Copy the listing word for word from its start through the line containing "<point>111,128</point>", including that line, and leave the pictures out.
── Data in this exercise
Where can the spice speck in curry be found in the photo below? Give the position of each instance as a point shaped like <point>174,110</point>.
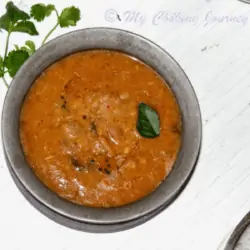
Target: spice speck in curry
<point>111,128</point>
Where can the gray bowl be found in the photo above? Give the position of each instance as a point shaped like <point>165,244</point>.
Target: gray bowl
<point>97,219</point>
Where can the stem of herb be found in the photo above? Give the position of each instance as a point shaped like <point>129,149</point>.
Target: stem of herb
<point>52,30</point>
<point>5,55</point>
<point>5,83</point>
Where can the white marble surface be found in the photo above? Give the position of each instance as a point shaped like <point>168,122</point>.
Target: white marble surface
<point>215,53</point>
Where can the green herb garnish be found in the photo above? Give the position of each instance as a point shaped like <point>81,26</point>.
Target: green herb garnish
<point>68,17</point>
<point>16,20</point>
<point>148,123</point>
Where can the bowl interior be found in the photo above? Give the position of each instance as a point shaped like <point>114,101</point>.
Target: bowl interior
<point>149,53</point>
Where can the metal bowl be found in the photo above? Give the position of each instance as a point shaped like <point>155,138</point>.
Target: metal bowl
<point>98,219</point>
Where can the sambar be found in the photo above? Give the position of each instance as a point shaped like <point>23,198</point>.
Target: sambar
<point>78,129</point>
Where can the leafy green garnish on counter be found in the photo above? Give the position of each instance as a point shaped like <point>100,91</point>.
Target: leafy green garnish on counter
<point>148,123</point>
<point>16,20</point>
<point>68,17</point>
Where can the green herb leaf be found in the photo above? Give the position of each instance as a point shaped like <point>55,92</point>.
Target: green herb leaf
<point>15,60</point>
<point>12,15</point>
<point>148,124</point>
<point>1,67</point>
<point>5,22</point>
<point>69,17</point>
<point>40,11</point>
<point>25,27</point>
<point>15,14</point>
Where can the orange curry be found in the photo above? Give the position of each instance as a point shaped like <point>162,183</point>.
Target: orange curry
<point>78,129</point>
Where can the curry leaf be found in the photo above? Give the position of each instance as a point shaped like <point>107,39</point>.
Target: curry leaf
<point>15,60</point>
<point>69,17</point>
<point>148,124</point>
<point>5,22</point>
<point>40,11</point>
<point>15,14</point>
<point>25,27</point>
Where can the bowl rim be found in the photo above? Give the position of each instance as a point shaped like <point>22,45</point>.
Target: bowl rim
<point>179,175</point>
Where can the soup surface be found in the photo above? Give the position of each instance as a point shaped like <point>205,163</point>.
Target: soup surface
<point>78,129</point>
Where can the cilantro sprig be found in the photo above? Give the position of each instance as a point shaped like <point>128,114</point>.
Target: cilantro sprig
<point>17,20</point>
<point>68,17</point>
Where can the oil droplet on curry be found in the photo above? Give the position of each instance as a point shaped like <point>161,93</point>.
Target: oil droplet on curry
<point>78,129</point>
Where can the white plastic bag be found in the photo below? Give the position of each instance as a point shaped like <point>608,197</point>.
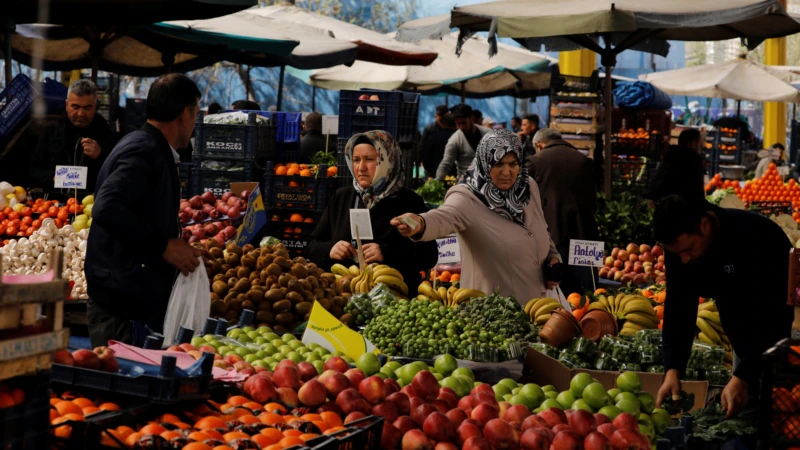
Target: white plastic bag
<point>189,304</point>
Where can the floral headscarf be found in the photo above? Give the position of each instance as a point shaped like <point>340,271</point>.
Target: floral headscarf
<point>494,146</point>
<point>389,177</point>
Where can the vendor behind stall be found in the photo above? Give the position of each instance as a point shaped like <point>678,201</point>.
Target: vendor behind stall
<point>82,138</point>
<point>496,212</point>
<point>375,161</point>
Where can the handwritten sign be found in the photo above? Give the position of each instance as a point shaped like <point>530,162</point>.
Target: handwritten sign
<point>449,250</point>
<point>330,125</point>
<point>71,177</point>
<point>360,218</point>
<point>586,253</point>
<point>326,330</point>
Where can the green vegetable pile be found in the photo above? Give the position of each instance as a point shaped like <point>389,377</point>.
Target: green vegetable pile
<point>432,191</point>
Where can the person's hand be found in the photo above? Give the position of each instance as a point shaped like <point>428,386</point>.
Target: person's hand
<point>372,253</point>
<point>734,397</point>
<point>182,256</point>
<point>671,387</point>
<point>91,148</point>
<point>342,250</point>
<point>404,229</point>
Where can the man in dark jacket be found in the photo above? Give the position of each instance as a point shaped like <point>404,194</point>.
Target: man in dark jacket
<point>681,172</point>
<point>566,185</point>
<point>738,258</point>
<point>82,138</point>
<point>313,140</point>
<point>134,250</point>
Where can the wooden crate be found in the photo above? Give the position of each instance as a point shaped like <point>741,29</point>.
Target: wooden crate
<point>21,306</point>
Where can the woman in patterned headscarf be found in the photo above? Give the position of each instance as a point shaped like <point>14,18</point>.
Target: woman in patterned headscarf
<point>496,213</point>
<point>375,161</point>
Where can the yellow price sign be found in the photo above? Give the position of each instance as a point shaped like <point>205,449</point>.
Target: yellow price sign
<point>329,332</point>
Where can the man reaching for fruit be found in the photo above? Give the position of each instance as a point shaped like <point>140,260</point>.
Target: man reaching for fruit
<point>740,259</point>
<point>134,248</point>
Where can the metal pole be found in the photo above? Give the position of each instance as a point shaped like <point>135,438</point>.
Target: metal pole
<point>280,89</point>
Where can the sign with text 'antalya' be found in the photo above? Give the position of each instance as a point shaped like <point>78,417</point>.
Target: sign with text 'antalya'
<point>586,253</point>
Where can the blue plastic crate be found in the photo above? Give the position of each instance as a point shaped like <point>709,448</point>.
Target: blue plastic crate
<point>395,112</point>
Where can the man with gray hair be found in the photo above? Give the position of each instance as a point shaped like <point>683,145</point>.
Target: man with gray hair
<point>567,190</point>
<point>81,138</point>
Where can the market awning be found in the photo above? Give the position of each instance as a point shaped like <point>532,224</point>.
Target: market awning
<point>740,79</point>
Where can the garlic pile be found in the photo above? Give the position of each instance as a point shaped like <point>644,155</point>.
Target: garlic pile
<point>29,256</point>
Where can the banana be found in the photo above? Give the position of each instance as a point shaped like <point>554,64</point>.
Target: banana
<point>338,269</point>
<point>428,291</point>
<point>708,330</point>
<point>712,317</point>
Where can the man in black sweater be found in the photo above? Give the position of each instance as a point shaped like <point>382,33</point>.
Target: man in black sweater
<point>738,258</point>
<point>135,251</point>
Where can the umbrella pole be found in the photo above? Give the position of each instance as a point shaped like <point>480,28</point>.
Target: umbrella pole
<point>280,88</point>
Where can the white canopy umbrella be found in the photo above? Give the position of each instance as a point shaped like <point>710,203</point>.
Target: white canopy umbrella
<point>739,79</point>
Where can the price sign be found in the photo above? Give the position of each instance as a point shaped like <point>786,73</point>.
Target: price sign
<point>71,177</point>
<point>449,250</point>
<point>586,253</point>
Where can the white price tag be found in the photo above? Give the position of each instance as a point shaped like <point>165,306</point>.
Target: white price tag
<point>449,250</point>
<point>360,218</point>
<point>330,125</point>
<point>71,177</point>
<point>586,253</point>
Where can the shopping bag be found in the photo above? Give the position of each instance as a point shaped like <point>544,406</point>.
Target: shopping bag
<point>189,304</point>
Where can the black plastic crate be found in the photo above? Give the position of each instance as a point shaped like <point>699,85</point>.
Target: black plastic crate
<point>26,426</point>
<point>251,141</point>
<point>780,396</point>
<point>156,389</point>
<point>311,193</point>
<point>395,112</point>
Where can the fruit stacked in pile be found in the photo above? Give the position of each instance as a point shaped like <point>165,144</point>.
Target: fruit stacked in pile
<point>636,264</point>
<point>635,310</point>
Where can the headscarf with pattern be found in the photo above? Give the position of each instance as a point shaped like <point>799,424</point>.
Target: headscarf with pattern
<point>389,177</point>
<point>494,146</point>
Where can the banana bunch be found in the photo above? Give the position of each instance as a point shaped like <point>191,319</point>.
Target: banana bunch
<point>539,309</point>
<point>635,310</point>
<point>711,331</point>
<point>450,297</point>
<point>374,274</point>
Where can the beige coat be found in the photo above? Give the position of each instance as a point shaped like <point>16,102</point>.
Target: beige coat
<point>495,252</point>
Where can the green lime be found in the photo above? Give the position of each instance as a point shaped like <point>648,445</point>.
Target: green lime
<point>629,382</point>
<point>445,364</point>
<point>369,364</point>
<point>579,383</point>
<point>595,395</point>
<point>566,399</point>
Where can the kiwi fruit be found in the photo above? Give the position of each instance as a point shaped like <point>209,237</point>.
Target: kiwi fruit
<point>220,288</point>
<point>303,308</point>
<point>282,306</point>
<point>242,286</point>
<point>255,296</point>
<point>265,317</point>
<point>274,269</point>
<point>299,271</point>
<point>232,259</point>
<point>248,261</point>
<point>295,297</point>
<point>284,318</point>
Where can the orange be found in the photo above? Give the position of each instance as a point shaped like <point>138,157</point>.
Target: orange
<point>209,422</point>
<point>67,407</point>
<point>152,428</point>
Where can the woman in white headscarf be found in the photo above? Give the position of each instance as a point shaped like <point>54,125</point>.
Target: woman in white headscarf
<point>496,212</point>
<point>375,161</point>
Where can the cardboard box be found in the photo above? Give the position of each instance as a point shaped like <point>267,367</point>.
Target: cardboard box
<point>543,370</point>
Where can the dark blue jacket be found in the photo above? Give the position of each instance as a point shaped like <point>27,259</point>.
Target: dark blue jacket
<point>135,213</point>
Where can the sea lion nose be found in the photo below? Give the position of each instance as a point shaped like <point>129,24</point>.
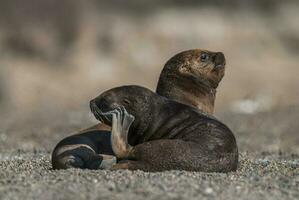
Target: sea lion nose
<point>92,105</point>
<point>219,59</point>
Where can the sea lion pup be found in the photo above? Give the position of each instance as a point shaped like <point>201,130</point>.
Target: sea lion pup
<point>190,77</point>
<point>165,135</point>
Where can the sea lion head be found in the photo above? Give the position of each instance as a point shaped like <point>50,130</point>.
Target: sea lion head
<point>191,77</point>
<point>205,68</point>
<point>135,99</point>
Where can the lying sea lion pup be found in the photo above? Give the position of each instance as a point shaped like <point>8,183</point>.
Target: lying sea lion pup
<point>165,135</point>
<point>190,77</point>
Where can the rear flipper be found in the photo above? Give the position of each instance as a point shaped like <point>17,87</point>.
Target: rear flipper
<point>81,156</point>
<point>160,155</point>
<point>88,150</point>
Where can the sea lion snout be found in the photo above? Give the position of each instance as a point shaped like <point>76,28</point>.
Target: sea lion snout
<point>219,60</point>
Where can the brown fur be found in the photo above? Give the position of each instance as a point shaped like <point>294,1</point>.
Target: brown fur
<point>184,79</point>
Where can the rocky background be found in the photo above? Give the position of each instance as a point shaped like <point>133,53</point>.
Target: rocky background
<point>56,55</point>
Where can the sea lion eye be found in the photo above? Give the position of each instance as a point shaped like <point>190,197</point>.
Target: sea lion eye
<point>204,57</point>
<point>126,101</point>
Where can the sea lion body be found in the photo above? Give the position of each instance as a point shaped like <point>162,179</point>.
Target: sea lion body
<point>166,135</point>
<point>190,77</point>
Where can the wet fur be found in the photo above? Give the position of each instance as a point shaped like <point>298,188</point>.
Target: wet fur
<point>172,84</point>
<point>173,135</point>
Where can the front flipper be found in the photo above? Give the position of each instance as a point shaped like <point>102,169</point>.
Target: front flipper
<point>121,122</point>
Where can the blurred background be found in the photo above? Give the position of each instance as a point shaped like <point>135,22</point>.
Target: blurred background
<point>56,55</point>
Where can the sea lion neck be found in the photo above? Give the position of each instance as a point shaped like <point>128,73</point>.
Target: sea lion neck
<point>195,94</point>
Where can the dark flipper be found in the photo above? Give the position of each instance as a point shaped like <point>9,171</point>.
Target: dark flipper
<point>89,149</point>
<point>159,155</point>
<point>121,122</point>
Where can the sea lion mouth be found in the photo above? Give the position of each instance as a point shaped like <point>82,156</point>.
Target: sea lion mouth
<point>99,114</point>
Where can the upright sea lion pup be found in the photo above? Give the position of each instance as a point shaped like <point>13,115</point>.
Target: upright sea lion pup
<point>165,135</point>
<point>190,77</point>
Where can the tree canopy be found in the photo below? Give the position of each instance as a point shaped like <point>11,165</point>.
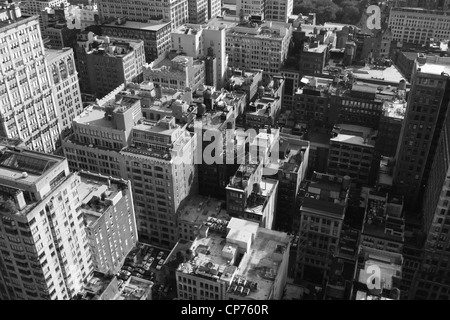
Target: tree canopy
<point>340,11</point>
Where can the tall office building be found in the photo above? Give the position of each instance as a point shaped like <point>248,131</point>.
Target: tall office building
<point>198,41</point>
<point>270,10</point>
<point>44,249</point>
<point>279,10</point>
<point>427,104</point>
<point>160,165</point>
<point>198,11</point>
<point>433,278</point>
<point>235,260</point>
<point>65,85</point>
<point>214,8</point>
<point>323,204</point>
<point>104,63</point>
<point>27,106</point>
<point>155,34</point>
<point>248,8</point>
<point>259,46</point>
<point>173,11</point>
<point>108,215</point>
<point>417,25</point>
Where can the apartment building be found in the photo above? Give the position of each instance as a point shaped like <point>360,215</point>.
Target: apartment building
<point>252,197</point>
<point>214,8</point>
<point>198,11</point>
<point>173,11</point>
<point>176,71</point>
<point>65,85</point>
<point>352,151</point>
<point>155,34</point>
<point>108,215</point>
<point>196,211</point>
<point>247,81</point>
<point>418,25</point>
<point>427,105</point>
<point>384,226</point>
<point>200,41</point>
<point>100,132</point>
<point>251,8</point>
<point>323,204</point>
<point>27,104</point>
<point>258,46</point>
<point>278,10</point>
<point>251,264</point>
<point>432,280</point>
<point>104,63</point>
<point>292,166</point>
<point>159,162</point>
<point>44,249</point>
<point>266,109</point>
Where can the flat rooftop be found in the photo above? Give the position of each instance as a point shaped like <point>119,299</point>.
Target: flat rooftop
<point>53,54</point>
<point>260,265</point>
<point>435,65</point>
<point>355,135</point>
<point>14,162</point>
<point>135,289</point>
<point>199,208</point>
<point>324,193</point>
<point>319,49</point>
<point>387,74</point>
<point>395,109</point>
<point>388,271</point>
<point>143,26</point>
<point>223,22</point>
<point>319,139</point>
<point>256,202</point>
<point>208,261</point>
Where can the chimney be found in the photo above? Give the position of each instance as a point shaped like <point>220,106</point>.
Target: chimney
<point>20,200</point>
<point>421,58</point>
<point>158,91</point>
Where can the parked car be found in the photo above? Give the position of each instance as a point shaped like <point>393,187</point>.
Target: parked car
<point>128,268</point>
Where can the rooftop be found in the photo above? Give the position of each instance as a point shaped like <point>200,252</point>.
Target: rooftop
<point>355,135</point>
<point>378,223</point>
<point>207,259</point>
<point>97,196</point>
<point>259,267</point>
<point>394,109</point>
<point>324,193</point>
<point>54,54</point>
<point>7,23</point>
<point>223,22</point>
<point>256,202</point>
<point>291,153</point>
<point>242,175</point>
<point>388,271</point>
<point>95,287</point>
<point>315,49</point>
<point>386,74</point>
<point>135,289</point>
<point>25,166</point>
<point>435,65</point>
<point>145,26</point>
<point>266,30</point>
<point>199,208</point>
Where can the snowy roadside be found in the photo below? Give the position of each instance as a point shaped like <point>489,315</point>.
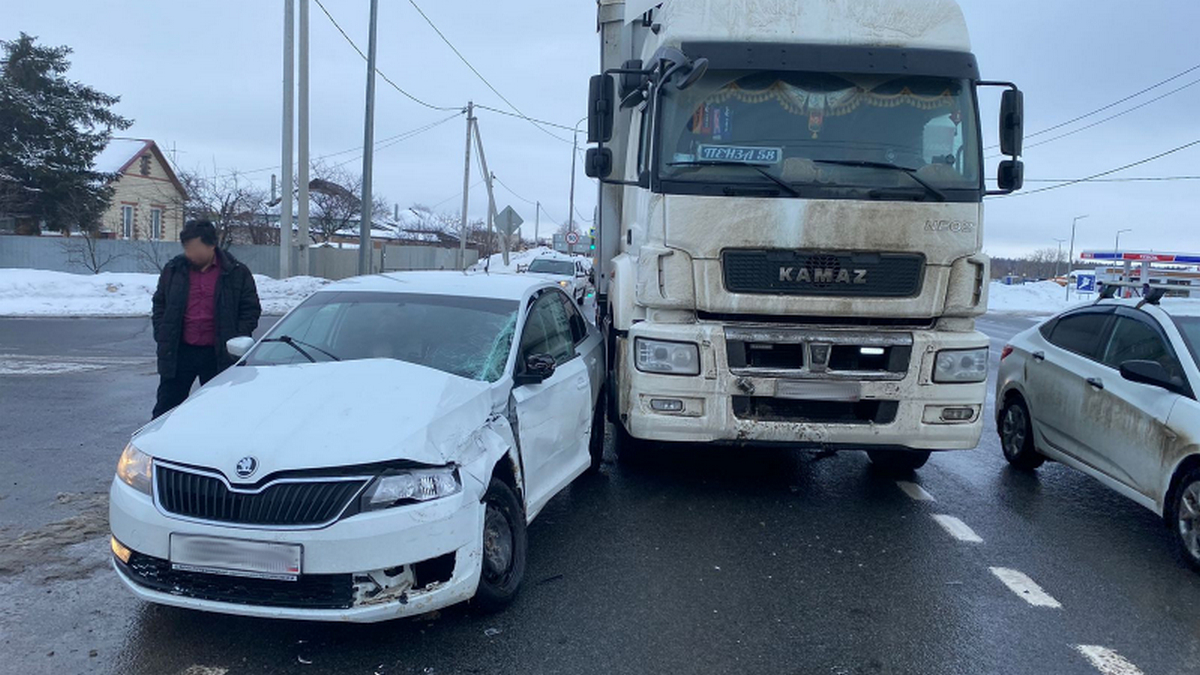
────
* [Answer for the task]:
Where can the spice speck in curry be found in the photo below? Give the position of each instance as a point shaped like <point>174,110</point>.
Target: spice speck in curry
<point>111,128</point>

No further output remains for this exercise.